(Pointing dataset entries)
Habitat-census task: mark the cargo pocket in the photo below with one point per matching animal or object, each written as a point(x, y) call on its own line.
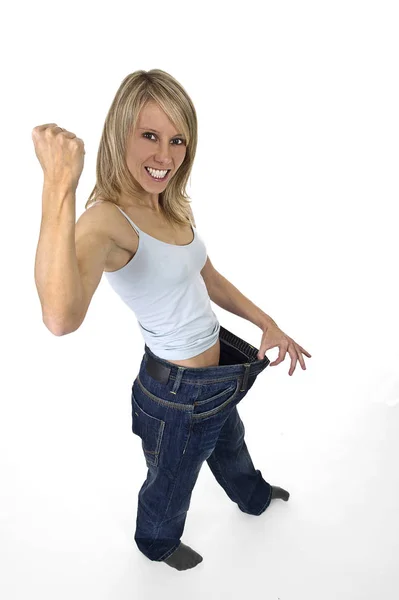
point(150, 430)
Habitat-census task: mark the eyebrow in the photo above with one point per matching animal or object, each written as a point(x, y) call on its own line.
point(149, 129)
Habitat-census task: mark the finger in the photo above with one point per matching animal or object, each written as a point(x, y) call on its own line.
point(304, 351)
point(281, 355)
point(294, 358)
point(300, 357)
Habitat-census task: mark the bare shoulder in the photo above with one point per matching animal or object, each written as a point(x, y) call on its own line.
point(105, 220)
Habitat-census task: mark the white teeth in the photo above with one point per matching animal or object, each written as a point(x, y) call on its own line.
point(156, 173)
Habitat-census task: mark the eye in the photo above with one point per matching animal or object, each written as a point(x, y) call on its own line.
point(174, 140)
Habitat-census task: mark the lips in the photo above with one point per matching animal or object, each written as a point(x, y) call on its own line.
point(157, 178)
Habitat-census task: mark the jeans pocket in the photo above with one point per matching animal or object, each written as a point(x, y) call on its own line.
point(214, 397)
point(150, 429)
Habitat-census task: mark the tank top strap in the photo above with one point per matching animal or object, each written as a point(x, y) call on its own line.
point(137, 229)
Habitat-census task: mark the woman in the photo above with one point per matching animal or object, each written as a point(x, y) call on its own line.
point(139, 230)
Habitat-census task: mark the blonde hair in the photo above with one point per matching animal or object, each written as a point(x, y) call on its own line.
point(112, 174)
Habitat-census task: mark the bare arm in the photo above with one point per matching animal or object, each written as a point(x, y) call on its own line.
point(57, 275)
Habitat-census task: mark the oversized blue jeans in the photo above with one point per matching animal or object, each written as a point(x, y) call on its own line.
point(184, 420)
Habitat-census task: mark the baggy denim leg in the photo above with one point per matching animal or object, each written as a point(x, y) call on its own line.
point(232, 466)
point(185, 416)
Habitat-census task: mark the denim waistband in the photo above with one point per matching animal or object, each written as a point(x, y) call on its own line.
point(250, 364)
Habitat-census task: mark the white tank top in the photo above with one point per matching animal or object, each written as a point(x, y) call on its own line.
point(163, 286)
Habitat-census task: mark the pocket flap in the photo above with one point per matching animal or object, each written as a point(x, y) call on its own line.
point(150, 429)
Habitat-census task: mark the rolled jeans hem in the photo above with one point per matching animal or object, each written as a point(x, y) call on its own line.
point(170, 552)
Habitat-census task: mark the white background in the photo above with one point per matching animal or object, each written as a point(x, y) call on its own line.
point(295, 192)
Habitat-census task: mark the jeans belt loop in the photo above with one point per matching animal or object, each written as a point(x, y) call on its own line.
point(245, 378)
point(180, 371)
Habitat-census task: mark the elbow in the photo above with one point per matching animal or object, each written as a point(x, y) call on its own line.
point(59, 327)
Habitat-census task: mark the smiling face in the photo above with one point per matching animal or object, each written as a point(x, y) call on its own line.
point(155, 144)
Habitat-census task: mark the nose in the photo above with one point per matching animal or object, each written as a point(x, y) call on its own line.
point(163, 156)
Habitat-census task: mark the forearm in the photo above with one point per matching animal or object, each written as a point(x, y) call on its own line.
point(227, 296)
point(57, 274)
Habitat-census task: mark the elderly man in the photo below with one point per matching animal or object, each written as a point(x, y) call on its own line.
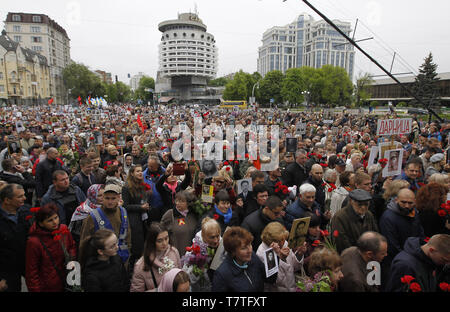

> _WORK TO BE COMPLETED_
Rewrite all the entries as a Markdown table with the columns Row and Line, numbering each row and skipping blank lines. Omit the pictures.

> _FULL OUTPUT_
| Row | Line |
|---|---|
| 1 | Habitat-census task: mark the cargo pocket in the photo below with one point per matching animal or object, each written as a point(x, y) call on its own line. |
| 2 | point(150, 430) |
| 3 | Habitat-census task: mark the eyebrow in the photo above with one point per matching animal or object, each written as a point(x, y) call on its own line. |
| 4 | point(149, 129) |
| 5 | Habitat-census task: mark the finger in the photo above with one point per matching animal or object, each written as a point(x, y) call on its own line. |
| 6 | point(304, 351) |
| 7 | point(281, 355) |
| 8 | point(294, 358) |
| 9 | point(300, 357) |
| 10 | Habitat-census task: mark the bare shoulder in the photo above with one point per matching animal or object, each written as a point(x, y) call on its own line. |
| 11 | point(105, 220) |
| 12 | Habitat-census task: mark the white teeth in the photo above with one point per matching animal or object, each written as a point(x, y) call on its own line. |
| 13 | point(156, 173) |
| 14 | Habitat-census task: mark the eye in the photo above with one point per matching animal or object, each written as a point(x, y) call on its own line. |
| 15 | point(174, 140) |
| 16 | Habitat-census task: mark the lips in the photo above with one point per matching animal or object, each written as a point(x, y) call on its own line. |
| 17 | point(157, 178) |
| 18 | Habitat-census task: mark the jeans pocket in the photo above with one point per matching animal or object, each written as a point(x, y) call on its own line. |
| 19 | point(214, 397) |
| 20 | point(150, 429) |
| 21 | Habitat-census task: mark the tank top strap in the photo above with one point per matching animal or object, each written as a point(x, y) call on its own line. |
| 22 | point(137, 229) |
| 23 | Habitat-census task: mark the woman in the photo above with one point per matching animal or object, each written as a point(x, y) call on its own line. |
| 24 | point(139, 230) |
| 25 | Habitat-census task: mark the blonde hair in the photo above with one point per matching animal or object, each written as a point(x, y) call on its own line. |
| 26 | point(112, 174) |
| 27 | Habitat-census task: mark the bare arm in the photo above with one point per matching animal or object, each written as a point(x, y) call on its own line. |
| 28 | point(57, 275) |
| 29 | Habitat-census task: mark the oversized blue jeans in the photo above with one point per matching animal or object, each written as a point(x, y) call on its own line. |
| 30 | point(184, 420) |
| 31 | Habitat-census task: mark the baggy denim leg in the photo above with one point per matching animal or object, each written as a point(x, y) call on its own line. |
| 32 | point(232, 466) |
| 33 | point(185, 416) |
| 34 | Habitat-census task: mark the denim waistband in the photo above with one point per matching animal or object, each written as a point(x, y) call on its own line. |
| 35 | point(250, 364) |
| 36 | Habitat-census task: mark the white tank top in the photo above with one point per matching animal or object, each written as a point(x, y) call on its own line. |
| 37 | point(163, 286) |
| 38 | Habitat-census task: mark the pocket flap in the photo above with one point per matching animal or object, each written as a point(x, y) call on its own line. |
| 39 | point(150, 429) |
| 40 | Habitat-census task: mark the rolled jeans hem in the photo above with one point per matching animal or object, each written as a point(x, y) call on its own line. |
| 41 | point(170, 552) |
| 42 | Habitat-census task: mark the white background in the photo above with one point per matching animal or object, each written as a point(x, y) call on its own line. |
| 43 | point(295, 192) |
| 44 | Habitat-census task: mark the jeans belt loop in the photo above with one point per matching animal or object, each written as a point(x, y) call on its own line. |
| 45 | point(245, 378) |
| 46 | point(180, 371) |
| 47 | Habitat-census task: mark the elbow in the photo above with one point per matching animal or object, each written as a point(x, y) call on its own line. |
| 48 | point(59, 327) |
| 49 | Habitat-census task: mark the smiling face in the photo above with one point per matching animal or object, each written as a point(x, y) call on its own line. |
| 50 | point(155, 144) |
| 51 | Habitat-census task: mark the nose in the photo above with one point per matching animal or object, each written as a point(x, y) call on its own line. |
| 52 | point(163, 156) |
| 53 | Habitat-census task: mark the forearm in the photo above with one point per matching animal or object, each written as a point(x, y) call on its own line. |
| 54 | point(227, 296) |
| 55 | point(57, 274) |
| 56 | Habitat-census task: mark the elderly man in the photo below with one point per matching animal or object, each written as a point(x, y) call on its own line. |